_Work task 1_
Answer these questions from the essay on money and caregiving, one line each:
(a) How long is the YouTube clip of Homer Simpson?
(b) In the poll, what share of 1967 college graduates put meaningful, purposeful work first, and what share did so by 2005?
(c) For how many decades was the writer a healthcare CEO?
_Work task 2_
Resume the essay on money and caregiving after its final sentence and carry its argument forward.

_Passage_
Start of Block

After sex, money may be the most attention-getting word in the western world. If you ask college students today about their measure of success, most will tell you success and money are
interchangeable. Homer Simpson, with his unerring ability to articulate human appetite, describes our quest for money in this 30 second clip from YouTube.
Click on: http://www.youtube.com/watch?v=J028fEF0xbE&NR
The luck of the stock market, or the lottery or a chance at American Idol – it’s all about money and fame.
Over the past generation, has money become more or less important in our society? According to one poll, 85% of college students graduating in 1967 said the most important thing to them was finding a job that gave them a sense of meaning and purpose. By 2005, that percentage had dropped sharply to only 45%.
The drop may be understandable if you consider the rising cost of advanced education and the need to pay off college loans. But what does this study tell us about the caregiving professions?…
No one gets rich becoming a nurse or a social worker or an x-ray technologist. No housekeeper or maintenance worker ever chose the job because they thought it was their ticket to Easy Street. In 
fact, during my three decades as a healthcare CEO, when caregivers would ask me about raises, I often said, "We’ll never be able to pay you enough for the hard work you do because you should be making a million dollars a year!" And this has always been true. Caregivers are chronically underpaid in dollars, yet the work can be the most rewarding of any career.

End of Block

_Given information_
Start of Block

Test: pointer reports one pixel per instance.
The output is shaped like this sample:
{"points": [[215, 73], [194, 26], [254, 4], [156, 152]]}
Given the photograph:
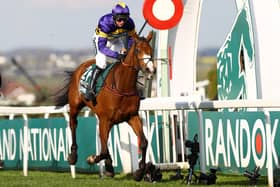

End of Block

_Task output 1_
(a) 30 seconds
(b) 85% in 1967; 45% by 2005
(c) Three decades

_Task output 2_
Who makes millions in our world? Our society gives big money to people who work in money – financiers and bankers for example. I heard recently that Wall Street traders can make upwards of thirty million dollars in a good year. Some "retire" as early as thirty-five. High profile rich people also include heads of huge companies, like Microsoft, Exxon and Google, sports stars, and movie and television stars.
But doctors, once thought to be almost automatically wealthy as soon as they entered the profession, are, in many cases today, making less money than the lowest paid member of a professional baseball team. Poet David Whyte reports than his wife, a psychiatrist, treats many physicians who come to her depressed because their 25-year-old patients are Microsoft millionaires while they, on the other hand, labor for $100,000 per year and must still pay off massive medical school debts.
If there’s any good news in this, it comes from the results of another study. This one surveyed lottery winners and a range of others from the very rich to the very poor. The results of the study? The only meaningful difference was not between rich and middle class, but between people who had enough to live on and those living in poverty.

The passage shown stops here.